— Recorded data —
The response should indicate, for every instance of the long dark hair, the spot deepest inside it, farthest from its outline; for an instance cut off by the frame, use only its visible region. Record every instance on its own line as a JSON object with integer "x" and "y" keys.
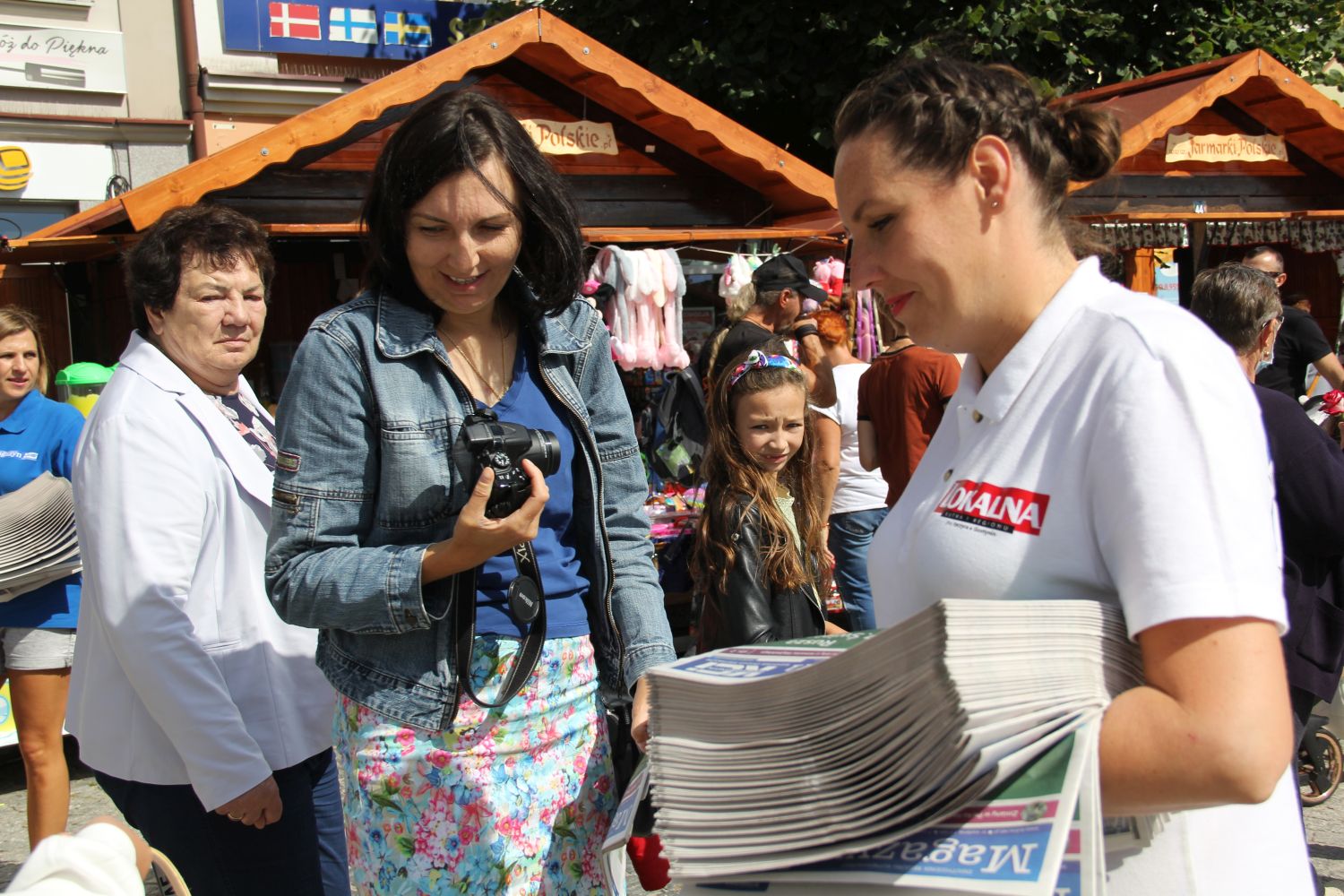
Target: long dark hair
{"x": 730, "y": 474}
{"x": 446, "y": 136}
{"x": 933, "y": 110}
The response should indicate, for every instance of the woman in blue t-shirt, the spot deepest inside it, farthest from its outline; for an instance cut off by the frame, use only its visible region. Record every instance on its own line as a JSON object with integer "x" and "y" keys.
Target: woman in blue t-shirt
{"x": 37, "y": 629}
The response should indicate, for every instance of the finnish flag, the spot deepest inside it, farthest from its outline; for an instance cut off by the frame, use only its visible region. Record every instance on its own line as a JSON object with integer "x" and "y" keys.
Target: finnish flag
{"x": 352, "y": 26}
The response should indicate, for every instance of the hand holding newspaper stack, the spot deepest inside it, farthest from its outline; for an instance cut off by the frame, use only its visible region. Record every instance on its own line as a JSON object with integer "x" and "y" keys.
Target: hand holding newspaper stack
{"x": 954, "y": 753}
{"x": 37, "y": 536}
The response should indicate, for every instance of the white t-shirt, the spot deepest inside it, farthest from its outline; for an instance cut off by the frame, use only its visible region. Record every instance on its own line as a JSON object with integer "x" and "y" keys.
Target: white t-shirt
{"x": 1117, "y": 452}
{"x": 857, "y": 489}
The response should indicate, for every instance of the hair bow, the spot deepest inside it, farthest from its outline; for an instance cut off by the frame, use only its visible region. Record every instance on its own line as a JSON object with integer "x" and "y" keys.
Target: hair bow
{"x": 757, "y": 360}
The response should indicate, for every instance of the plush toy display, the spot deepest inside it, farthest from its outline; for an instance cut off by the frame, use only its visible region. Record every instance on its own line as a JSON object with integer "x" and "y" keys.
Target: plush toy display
{"x": 645, "y": 312}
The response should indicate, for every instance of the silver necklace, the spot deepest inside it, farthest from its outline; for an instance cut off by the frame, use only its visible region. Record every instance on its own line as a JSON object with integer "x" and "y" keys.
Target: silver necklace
{"x": 486, "y": 383}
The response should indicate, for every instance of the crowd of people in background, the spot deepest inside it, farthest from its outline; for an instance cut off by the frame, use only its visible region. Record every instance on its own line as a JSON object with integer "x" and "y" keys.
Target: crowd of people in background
{"x": 360, "y": 589}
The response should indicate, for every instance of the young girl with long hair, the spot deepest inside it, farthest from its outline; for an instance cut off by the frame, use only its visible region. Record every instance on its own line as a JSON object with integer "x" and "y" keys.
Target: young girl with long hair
{"x": 762, "y": 530}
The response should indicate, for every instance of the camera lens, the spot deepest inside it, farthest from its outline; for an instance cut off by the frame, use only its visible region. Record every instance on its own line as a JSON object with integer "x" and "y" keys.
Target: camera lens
{"x": 545, "y": 450}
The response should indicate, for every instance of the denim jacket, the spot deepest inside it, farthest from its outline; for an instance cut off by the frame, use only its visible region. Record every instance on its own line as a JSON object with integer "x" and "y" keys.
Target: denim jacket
{"x": 366, "y": 482}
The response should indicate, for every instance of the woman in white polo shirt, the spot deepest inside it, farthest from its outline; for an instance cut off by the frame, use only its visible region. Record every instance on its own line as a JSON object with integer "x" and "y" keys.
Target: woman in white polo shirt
{"x": 1133, "y": 454}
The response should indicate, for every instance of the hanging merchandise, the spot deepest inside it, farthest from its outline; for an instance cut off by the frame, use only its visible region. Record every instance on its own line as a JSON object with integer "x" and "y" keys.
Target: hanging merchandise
{"x": 737, "y": 277}
{"x": 644, "y": 314}
{"x": 830, "y": 274}
{"x": 863, "y": 323}
{"x": 672, "y": 352}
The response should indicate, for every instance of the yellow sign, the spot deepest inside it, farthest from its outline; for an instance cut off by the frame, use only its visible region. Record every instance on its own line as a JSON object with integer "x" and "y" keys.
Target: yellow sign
{"x": 1226, "y": 148}
{"x": 15, "y": 168}
{"x": 572, "y": 137}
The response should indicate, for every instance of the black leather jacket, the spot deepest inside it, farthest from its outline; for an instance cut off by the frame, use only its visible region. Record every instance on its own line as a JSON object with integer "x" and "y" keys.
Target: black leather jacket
{"x": 752, "y": 610}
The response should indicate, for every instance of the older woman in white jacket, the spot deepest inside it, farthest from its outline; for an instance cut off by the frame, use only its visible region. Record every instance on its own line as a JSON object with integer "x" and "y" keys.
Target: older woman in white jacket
{"x": 202, "y": 713}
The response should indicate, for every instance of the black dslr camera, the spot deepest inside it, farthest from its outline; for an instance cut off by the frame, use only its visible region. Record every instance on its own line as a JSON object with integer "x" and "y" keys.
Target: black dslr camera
{"x": 491, "y": 443}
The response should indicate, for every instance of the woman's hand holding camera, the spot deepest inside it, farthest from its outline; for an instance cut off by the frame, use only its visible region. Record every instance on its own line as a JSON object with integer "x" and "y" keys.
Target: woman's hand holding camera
{"x": 478, "y": 538}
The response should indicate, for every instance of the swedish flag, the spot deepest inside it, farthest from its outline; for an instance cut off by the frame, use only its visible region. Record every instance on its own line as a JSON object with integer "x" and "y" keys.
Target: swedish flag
{"x": 406, "y": 30}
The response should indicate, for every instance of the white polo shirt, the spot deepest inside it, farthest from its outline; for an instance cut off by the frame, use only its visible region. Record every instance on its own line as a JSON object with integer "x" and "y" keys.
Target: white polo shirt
{"x": 857, "y": 489}
{"x": 1117, "y": 452}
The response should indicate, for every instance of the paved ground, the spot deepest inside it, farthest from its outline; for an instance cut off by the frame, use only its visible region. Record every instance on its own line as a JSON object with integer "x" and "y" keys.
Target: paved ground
{"x": 1324, "y": 823}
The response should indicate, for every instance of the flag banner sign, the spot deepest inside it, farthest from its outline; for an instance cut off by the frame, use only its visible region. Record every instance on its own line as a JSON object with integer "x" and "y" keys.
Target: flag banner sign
{"x": 405, "y": 30}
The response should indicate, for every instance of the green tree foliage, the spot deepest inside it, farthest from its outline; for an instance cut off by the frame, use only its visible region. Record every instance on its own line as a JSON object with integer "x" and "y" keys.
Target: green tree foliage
{"x": 781, "y": 67}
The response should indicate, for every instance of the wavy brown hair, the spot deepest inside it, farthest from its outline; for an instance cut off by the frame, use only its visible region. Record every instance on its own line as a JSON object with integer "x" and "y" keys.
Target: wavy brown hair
{"x": 730, "y": 474}
{"x": 933, "y": 109}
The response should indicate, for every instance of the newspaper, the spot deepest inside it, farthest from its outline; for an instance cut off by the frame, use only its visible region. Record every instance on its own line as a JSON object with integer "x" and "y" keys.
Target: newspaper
{"x": 787, "y": 785}
{"x": 623, "y": 828}
{"x": 1021, "y": 840}
{"x": 38, "y": 541}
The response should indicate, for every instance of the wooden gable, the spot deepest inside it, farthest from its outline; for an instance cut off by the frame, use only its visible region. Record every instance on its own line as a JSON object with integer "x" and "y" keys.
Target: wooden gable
{"x": 683, "y": 171}
{"x": 1246, "y": 94}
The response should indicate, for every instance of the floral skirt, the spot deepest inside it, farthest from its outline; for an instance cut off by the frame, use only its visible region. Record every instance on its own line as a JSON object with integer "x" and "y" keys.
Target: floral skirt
{"x": 507, "y": 801}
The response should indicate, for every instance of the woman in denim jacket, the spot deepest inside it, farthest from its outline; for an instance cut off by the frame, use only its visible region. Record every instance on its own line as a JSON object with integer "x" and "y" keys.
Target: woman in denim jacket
{"x": 475, "y": 263}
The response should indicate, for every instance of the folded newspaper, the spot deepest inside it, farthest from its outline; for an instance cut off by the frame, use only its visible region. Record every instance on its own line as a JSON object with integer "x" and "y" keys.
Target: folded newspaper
{"x": 954, "y": 753}
{"x": 37, "y": 536}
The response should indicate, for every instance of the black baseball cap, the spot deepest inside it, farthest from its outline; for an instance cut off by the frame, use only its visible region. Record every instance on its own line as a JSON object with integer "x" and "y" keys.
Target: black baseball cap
{"x": 787, "y": 271}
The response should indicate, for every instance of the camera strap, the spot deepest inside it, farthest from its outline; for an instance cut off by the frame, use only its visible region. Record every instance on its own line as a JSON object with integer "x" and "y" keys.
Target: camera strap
{"x": 527, "y": 603}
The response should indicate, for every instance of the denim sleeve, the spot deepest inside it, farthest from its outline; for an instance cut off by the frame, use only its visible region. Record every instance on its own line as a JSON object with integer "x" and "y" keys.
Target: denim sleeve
{"x": 319, "y": 571}
{"x": 637, "y": 597}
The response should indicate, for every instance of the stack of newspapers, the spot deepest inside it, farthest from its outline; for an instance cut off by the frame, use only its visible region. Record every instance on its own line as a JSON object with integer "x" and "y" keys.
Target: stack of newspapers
{"x": 954, "y": 753}
{"x": 37, "y": 536}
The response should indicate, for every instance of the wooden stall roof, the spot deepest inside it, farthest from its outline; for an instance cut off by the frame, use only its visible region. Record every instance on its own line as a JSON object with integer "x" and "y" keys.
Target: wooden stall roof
{"x": 1247, "y": 93}
{"x": 801, "y": 198}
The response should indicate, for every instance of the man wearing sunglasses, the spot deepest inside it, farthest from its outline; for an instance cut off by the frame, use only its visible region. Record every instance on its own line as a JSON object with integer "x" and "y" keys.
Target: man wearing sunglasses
{"x": 1300, "y": 338}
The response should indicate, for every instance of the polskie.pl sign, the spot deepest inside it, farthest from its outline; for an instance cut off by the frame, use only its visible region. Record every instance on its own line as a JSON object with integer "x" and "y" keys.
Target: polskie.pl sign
{"x": 62, "y": 59}
{"x": 1226, "y": 148}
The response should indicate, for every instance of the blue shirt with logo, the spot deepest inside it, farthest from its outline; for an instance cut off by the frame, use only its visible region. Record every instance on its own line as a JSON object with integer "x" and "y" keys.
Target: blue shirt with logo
{"x": 530, "y": 403}
{"x": 39, "y": 437}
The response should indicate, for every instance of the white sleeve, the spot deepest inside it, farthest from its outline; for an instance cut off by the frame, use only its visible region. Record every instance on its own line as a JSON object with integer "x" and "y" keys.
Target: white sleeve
{"x": 142, "y": 506}
{"x": 97, "y": 861}
{"x": 1182, "y": 490}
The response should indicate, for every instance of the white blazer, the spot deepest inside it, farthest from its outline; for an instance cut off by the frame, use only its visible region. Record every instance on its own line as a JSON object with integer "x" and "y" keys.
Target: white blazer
{"x": 183, "y": 672}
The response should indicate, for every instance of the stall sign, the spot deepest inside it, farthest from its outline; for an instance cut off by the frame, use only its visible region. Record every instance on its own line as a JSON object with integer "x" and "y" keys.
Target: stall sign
{"x": 8, "y": 735}
{"x": 1226, "y": 148}
{"x": 61, "y": 59}
{"x": 370, "y": 30}
{"x": 572, "y": 137}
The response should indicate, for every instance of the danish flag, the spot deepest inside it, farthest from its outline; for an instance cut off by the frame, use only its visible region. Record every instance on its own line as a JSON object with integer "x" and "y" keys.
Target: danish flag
{"x": 303, "y": 21}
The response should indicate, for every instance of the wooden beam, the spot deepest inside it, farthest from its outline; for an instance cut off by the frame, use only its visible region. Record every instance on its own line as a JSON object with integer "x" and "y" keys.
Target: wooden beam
{"x": 1120, "y": 218}
{"x": 105, "y": 214}
{"x": 623, "y": 74}
{"x": 1188, "y": 73}
{"x": 392, "y": 116}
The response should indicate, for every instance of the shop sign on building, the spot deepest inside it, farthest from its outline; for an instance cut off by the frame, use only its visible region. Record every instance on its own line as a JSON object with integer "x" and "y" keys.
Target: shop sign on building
{"x": 572, "y": 137}
{"x": 365, "y": 29}
{"x": 15, "y": 168}
{"x": 1226, "y": 148}
{"x": 61, "y": 59}
{"x": 64, "y": 171}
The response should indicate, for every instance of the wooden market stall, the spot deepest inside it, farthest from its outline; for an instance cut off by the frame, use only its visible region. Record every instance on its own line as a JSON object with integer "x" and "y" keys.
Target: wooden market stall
{"x": 1215, "y": 159}
{"x": 658, "y": 167}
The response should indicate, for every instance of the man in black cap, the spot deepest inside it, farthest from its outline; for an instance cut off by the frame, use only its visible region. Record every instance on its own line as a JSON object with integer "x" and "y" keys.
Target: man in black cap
{"x": 780, "y": 284}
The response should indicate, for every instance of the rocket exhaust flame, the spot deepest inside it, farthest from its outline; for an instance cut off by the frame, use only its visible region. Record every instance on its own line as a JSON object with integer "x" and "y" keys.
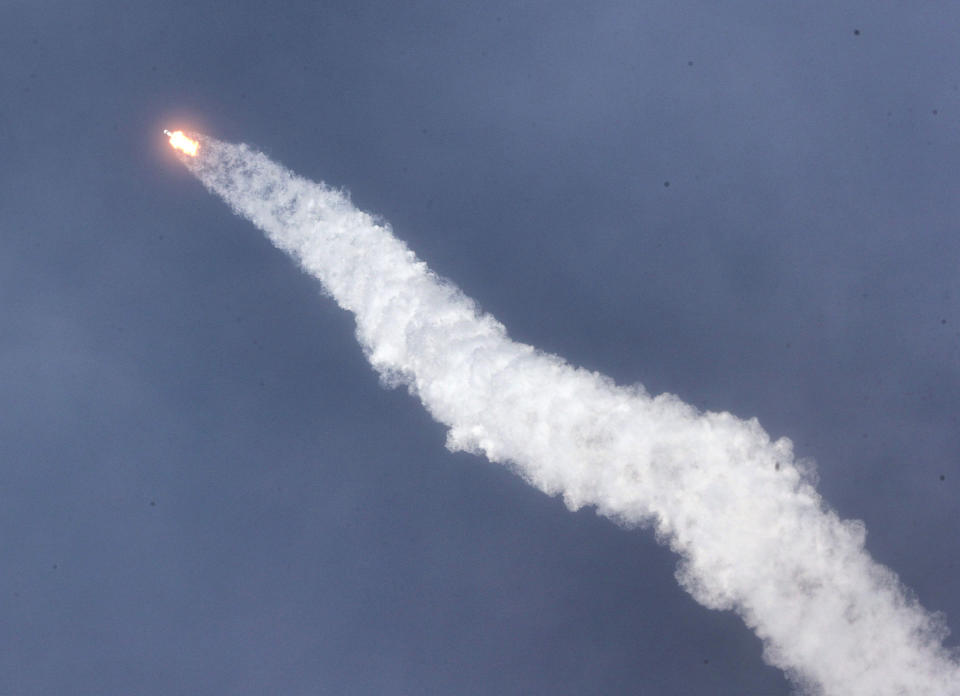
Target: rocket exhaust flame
{"x": 752, "y": 533}
{"x": 181, "y": 142}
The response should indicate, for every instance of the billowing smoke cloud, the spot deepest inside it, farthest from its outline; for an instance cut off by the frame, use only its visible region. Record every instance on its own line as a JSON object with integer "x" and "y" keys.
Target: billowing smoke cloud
{"x": 752, "y": 533}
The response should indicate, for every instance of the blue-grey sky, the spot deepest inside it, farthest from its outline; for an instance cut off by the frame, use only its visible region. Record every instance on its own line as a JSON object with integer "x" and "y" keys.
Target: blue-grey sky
{"x": 204, "y": 488}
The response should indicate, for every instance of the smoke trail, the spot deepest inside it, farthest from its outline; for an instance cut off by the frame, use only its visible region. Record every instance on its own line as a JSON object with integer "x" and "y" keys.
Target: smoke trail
{"x": 752, "y": 533}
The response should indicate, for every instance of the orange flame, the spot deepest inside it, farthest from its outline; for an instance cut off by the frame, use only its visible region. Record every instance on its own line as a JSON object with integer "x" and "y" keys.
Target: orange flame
{"x": 184, "y": 144}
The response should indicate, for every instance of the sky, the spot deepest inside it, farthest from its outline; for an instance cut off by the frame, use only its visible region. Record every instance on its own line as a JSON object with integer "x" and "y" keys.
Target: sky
{"x": 204, "y": 488}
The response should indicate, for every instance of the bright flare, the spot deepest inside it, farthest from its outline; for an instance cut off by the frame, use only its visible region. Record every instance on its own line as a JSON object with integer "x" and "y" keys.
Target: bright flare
{"x": 183, "y": 143}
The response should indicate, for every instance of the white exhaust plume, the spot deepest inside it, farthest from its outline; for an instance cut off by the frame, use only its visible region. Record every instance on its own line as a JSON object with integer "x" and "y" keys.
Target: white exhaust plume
{"x": 752, "y": 533}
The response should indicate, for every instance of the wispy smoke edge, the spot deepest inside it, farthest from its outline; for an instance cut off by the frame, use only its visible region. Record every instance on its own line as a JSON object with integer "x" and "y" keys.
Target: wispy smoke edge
{"x": 752, "y": 533}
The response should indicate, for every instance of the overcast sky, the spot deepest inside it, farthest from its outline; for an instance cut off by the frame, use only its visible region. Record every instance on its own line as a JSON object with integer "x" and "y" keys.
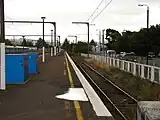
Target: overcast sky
{"x": 120, "y": 15}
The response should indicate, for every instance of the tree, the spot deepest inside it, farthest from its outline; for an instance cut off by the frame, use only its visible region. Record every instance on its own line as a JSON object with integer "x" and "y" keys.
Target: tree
{"x": 29, "y": 44}
{"x": 111, "y": 37}
{"x": 93, "y": 43}
{"x": 24, "y": 42}
{"x": 82, "y": 47}
{"x": 8, "y": 42}
{"x": 66, "y": 45}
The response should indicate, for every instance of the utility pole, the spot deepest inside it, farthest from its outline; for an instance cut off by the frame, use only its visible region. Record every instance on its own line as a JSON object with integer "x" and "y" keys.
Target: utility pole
{"x": 43, "y": 53}
{"x": 55, "y": 48}
{"x": 147, "y": 26}
{"x": 23, "y": 43}
{"x": 87, "y": 23}
{"x": 51, "y": 42}
{"x": 2, "y": 30}
{"x": 2, "y": 51}
{"x": 100, "y": 41}
{"x": 103, "y": 41}
{"x": 58, "y": 44}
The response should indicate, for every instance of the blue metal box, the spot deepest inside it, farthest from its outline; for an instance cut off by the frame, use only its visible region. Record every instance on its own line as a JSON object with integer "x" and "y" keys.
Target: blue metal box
{"x": 16, "y": 68}
{"x": 32, "y": 63}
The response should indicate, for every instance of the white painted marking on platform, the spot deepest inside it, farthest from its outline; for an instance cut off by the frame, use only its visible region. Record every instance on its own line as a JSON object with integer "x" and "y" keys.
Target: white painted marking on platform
{"x": 73, "y": 94}
{"x": 96, "y": 102}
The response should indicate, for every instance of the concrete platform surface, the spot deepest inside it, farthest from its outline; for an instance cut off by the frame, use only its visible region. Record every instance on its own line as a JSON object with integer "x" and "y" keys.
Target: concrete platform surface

— Required action —
Print the lines above from the one with "Target: hand holding newspaper stack" through the one with "The response should indicate, for every instance of the hair", both included, exactly as written and nothing more.

— Answer below —
Target: hand holding newspaper stack
{"x": 954, "y": 753}
{"x": 37, "y": 536}
The response should indicate, for every instance of the white t-shirt, the spot deepest inside it, farthest from its outline; for an instance cut off by the frame, use only its visible region. Record every instance on its own line as a JSON object with integer "x" and "y" keys.
Target: white t-shirt
{"x": 1117, "y": 452}
{"x": 857, "y": 489}
The response should indicate, for every instance of the hair bow, the spot deepest inside it, farthest from its outline; for an instance cut off by the frame, use only its visible region. Record every instance on its own line as a JSON object with integer "x" and "y" keys.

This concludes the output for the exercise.